* **Extract**:
So we have all of that. It's just not I haven't like imported it over into our current infrastructure. There's no Laricon AU twenty twenty four inside of the Six Sides app. Not right now. If there happens to be time, at some point in the future, I I'd like to get that in.

Mitchell Davis:

I think that would be really powerful to be able to have that, but, it's by no means a priority for us.

Gavin Tye:

So Yeah. Fair enough. How's Michael going with the dashboards?

Mitchell Davis:

So I reached out to him earlier this week, and he said he was going to start he plans to start making some progress on it this coming weekend. Yep. So but he he, like, copied a bit of the transcript from the episode where he was like, I said, you know, obviously, we have no expectations that anything will get done. It made me laugh. I was like, yeah.

Mitchell Davis:

I know. I you're not obligated to do anything. This is you volunteering this. It's totally fine. Yeah.

Mitchell Davis:

But, yeah. Anyway, so he'll what I think needs to happen there is I should, I should set up a call with him and it could just be him and I, you'd have to be on it. To basically go through like now he's got all the code base and he can run the web application and all this sort of stuff to just go through and kind of give some high level plans of like, these are the types of things we would like to have added. Yeah. Anyway, I'll we'll keep reporting on that if there's any movement there.

* **Record extracts**:
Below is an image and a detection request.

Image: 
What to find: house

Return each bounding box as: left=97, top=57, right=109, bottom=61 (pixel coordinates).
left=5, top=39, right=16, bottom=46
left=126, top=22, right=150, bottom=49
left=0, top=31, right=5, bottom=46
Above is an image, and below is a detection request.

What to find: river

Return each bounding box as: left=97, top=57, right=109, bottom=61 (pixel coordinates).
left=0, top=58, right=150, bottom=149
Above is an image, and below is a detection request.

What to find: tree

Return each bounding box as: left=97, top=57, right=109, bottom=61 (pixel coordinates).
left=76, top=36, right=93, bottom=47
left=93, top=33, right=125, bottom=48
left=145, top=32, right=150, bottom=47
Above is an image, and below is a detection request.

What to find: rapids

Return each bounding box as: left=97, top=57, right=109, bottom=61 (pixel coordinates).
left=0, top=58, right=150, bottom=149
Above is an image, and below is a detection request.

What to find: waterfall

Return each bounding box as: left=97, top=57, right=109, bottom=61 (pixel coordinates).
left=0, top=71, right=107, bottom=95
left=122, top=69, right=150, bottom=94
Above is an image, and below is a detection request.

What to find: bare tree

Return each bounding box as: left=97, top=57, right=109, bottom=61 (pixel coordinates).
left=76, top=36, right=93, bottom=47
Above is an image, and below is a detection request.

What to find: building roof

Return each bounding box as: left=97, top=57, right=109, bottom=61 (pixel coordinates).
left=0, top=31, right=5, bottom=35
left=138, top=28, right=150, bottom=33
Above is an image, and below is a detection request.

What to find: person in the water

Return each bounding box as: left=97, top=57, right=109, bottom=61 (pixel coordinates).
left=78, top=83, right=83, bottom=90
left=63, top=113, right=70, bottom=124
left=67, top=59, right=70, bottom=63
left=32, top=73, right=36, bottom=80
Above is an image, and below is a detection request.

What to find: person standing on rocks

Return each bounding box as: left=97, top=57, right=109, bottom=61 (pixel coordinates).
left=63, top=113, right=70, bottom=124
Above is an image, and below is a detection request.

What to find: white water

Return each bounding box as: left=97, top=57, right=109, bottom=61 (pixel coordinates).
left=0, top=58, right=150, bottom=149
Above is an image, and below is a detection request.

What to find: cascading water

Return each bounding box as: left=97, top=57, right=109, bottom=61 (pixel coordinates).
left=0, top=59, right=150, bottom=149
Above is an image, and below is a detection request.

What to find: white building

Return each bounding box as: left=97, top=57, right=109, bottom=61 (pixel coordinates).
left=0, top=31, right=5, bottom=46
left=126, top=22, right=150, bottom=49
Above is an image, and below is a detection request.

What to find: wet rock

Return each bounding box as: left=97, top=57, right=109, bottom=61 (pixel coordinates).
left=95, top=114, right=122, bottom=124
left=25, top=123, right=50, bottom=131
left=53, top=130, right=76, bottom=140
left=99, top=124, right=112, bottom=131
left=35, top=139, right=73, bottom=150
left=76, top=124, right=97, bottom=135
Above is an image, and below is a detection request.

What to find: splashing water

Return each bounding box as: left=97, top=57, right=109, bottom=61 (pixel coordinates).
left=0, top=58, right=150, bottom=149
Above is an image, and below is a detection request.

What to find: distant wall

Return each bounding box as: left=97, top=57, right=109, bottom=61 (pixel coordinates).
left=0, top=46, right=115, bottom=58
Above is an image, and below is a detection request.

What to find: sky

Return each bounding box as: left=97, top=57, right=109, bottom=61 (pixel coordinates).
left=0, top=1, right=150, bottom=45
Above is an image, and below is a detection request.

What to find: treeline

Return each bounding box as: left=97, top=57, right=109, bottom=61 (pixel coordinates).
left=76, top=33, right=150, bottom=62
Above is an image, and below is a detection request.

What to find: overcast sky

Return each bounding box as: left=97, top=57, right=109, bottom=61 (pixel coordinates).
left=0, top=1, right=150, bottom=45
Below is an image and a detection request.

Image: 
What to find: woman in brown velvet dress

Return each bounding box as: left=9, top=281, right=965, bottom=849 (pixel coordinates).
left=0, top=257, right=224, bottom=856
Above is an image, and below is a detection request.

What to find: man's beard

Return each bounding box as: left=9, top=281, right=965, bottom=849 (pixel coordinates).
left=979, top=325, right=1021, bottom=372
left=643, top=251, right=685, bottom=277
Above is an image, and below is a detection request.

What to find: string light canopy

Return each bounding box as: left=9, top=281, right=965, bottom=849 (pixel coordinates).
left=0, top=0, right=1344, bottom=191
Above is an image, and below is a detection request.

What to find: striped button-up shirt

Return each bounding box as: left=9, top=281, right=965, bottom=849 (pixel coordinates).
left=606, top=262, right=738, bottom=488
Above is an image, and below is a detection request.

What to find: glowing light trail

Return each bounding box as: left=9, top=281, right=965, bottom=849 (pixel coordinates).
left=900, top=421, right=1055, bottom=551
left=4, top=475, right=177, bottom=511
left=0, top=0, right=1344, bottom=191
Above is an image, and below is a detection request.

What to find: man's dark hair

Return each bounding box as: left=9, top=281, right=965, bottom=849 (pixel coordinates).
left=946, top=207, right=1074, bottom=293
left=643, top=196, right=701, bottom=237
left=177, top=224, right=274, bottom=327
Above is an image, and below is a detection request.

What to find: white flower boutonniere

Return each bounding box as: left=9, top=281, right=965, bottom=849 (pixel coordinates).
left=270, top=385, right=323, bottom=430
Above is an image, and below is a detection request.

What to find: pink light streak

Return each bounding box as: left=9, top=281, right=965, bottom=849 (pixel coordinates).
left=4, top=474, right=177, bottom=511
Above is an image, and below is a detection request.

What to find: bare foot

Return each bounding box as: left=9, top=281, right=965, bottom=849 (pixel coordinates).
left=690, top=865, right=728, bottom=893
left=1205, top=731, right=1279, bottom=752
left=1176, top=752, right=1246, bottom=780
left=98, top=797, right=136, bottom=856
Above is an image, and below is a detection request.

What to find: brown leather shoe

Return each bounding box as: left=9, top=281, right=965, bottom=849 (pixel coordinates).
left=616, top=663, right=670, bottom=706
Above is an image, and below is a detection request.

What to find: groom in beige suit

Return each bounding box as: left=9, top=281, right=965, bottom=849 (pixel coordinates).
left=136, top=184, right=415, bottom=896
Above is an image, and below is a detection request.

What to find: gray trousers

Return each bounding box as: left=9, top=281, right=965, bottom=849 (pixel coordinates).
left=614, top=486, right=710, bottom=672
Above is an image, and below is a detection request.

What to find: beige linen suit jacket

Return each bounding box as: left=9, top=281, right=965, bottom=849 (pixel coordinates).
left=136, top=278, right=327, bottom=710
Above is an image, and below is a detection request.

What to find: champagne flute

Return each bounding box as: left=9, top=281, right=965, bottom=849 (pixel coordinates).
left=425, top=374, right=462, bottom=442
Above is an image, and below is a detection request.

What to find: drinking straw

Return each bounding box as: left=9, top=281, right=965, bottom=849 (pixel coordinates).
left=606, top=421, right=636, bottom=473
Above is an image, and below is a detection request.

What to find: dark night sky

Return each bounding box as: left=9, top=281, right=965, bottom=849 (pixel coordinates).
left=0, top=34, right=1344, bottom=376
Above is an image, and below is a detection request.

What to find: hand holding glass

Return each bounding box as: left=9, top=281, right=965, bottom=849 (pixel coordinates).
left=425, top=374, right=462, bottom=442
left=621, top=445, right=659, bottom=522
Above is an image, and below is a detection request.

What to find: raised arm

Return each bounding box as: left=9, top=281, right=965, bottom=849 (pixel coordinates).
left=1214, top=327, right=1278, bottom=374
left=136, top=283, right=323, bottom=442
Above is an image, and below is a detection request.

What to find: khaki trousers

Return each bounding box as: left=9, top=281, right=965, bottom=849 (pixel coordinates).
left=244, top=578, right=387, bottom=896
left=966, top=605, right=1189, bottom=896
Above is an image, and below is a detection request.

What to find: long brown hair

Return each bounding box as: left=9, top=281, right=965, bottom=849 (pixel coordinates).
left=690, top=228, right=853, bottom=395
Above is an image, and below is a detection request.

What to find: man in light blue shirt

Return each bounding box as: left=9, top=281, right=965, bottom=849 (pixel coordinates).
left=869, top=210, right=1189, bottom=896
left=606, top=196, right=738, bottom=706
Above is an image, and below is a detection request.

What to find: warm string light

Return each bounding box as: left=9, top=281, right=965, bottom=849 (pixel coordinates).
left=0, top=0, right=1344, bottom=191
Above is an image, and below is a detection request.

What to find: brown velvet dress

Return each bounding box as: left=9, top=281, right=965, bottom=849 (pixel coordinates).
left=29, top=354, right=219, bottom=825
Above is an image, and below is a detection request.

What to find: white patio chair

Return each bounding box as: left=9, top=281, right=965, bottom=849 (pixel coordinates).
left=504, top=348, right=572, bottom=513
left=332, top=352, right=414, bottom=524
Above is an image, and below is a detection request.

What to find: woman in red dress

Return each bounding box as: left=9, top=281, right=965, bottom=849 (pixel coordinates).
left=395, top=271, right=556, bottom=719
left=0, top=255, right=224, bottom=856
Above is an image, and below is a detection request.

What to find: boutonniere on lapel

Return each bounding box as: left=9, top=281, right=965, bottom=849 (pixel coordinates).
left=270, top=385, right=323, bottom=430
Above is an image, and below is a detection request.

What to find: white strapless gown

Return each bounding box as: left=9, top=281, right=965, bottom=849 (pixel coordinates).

* **Goal**: According to the transcript, why does Mitchell Davis think he should set up a call with Michael? Answer in one to three sentences. The records play no part in this work.

* **Solved problem**: Michael now has all the code base and can run the web application. A call would let them go through it and give him high-level plans of the types of things they would like added.